**ERKLÄRTES ZIEL 1:** Welchen Vorschlag macht Tagres im Forenthread zur Rückerstattung eines Spielekaufs als Alternative zur Rückbuchung über PayPal?
**ERKLÄRTES ZIEL 2:** Schreiben Sie aus dem Forenthread zur Rückerstattung eines Spielekaufs den Abschnitt ab, der mit den Worten „## Tagres (12.“ beginnt und mit „stark davon abraten!“ endet.
**ERKLÄRTES ZIEL 3:** Führen Sie den Forenthread zur Rückerstattung eines Spielekaufs von der Stelle an weiter, an der er aufhört.

**QUELLDOKUMENT:**
Jemand ne Ahnung ob man irgendwie sein Geld wiederbekommen kann? Habs per Paypal gekauft und komme irgendwie auf keinen gemeinsamen nenner mit dem Spiel. Was passiert z.B. wenn ich von paypal einfach das Geld zurückbuchen lasse? Wird lediglich der Steam Account gesperrt?


----------



## Tagres (12. Februar 2010)

Wenn du Glück hast, dann passiert nur das. Was du vorhast ist im Endeffekt eine Art von Betrug. Ich würde stark davon abraten!

 Verkauf den Account doch bei ebay.


----------



## Teal (13. Februar 2010)

Sin schrieb:


> Jemand ne Ahnung ob man irgendwie sein Geld wiederbekommen kann? Habs per Paypal gekauft und komme irgendwie auf keinen gemeinsamen nenner mit dem Spiel. Was passiert z.B. wenn ich von paypal einfach das Geld zurückbuchen lasse? Wird lediglich der Steam Account gesperrt?

[Zeigedatensätze]
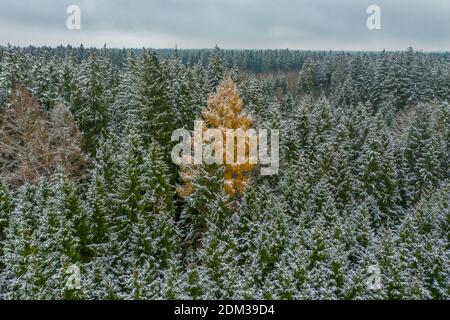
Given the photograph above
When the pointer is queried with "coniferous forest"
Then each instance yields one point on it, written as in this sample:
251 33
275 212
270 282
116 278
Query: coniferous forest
88 184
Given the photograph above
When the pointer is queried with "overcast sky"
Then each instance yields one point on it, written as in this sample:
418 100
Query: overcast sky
295 24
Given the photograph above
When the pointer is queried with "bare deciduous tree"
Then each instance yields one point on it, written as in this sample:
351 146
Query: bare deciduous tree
31 146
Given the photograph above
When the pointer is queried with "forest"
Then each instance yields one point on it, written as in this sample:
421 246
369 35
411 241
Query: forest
87 180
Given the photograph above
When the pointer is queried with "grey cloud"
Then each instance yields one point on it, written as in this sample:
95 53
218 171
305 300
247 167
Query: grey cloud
303 24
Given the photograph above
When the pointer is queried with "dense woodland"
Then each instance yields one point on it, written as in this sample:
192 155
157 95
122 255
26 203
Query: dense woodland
87 179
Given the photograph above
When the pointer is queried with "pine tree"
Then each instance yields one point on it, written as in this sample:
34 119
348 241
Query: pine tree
90 105
154 109
216 69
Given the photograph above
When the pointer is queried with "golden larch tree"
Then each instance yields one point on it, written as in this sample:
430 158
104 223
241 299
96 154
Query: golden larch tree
224 111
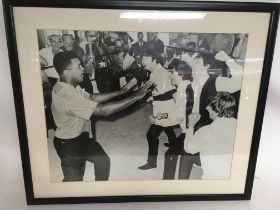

**ERWARTETE ANTWORT 1:** Den Account bei ebay zu verkaufen.

**ERWARTETE ANTWORT 2:**
## Tagres (12. Februar 2010)

Wenn du Glück hast, dann passiert nur das. Was du vorhast ist im Endeffekt eine Art von Betrug. Ich würde stark davon abraten!

**ERWARTETE ANTWORT 3:**
Gar nicht mehr... Und ja, gesperrt wird er dauerhaft - inkl. aller Games. Lohnt also nicht.


----------



## Dominau (13. Februar 2010)

was ist mit sturmfront? gibts die nicht mehr?


----------



## Sin (13. Februar 2010)

Also gestern abend war noch ein Member von Sturmfront on ^^


----------



## Telema (14. Februar 2010)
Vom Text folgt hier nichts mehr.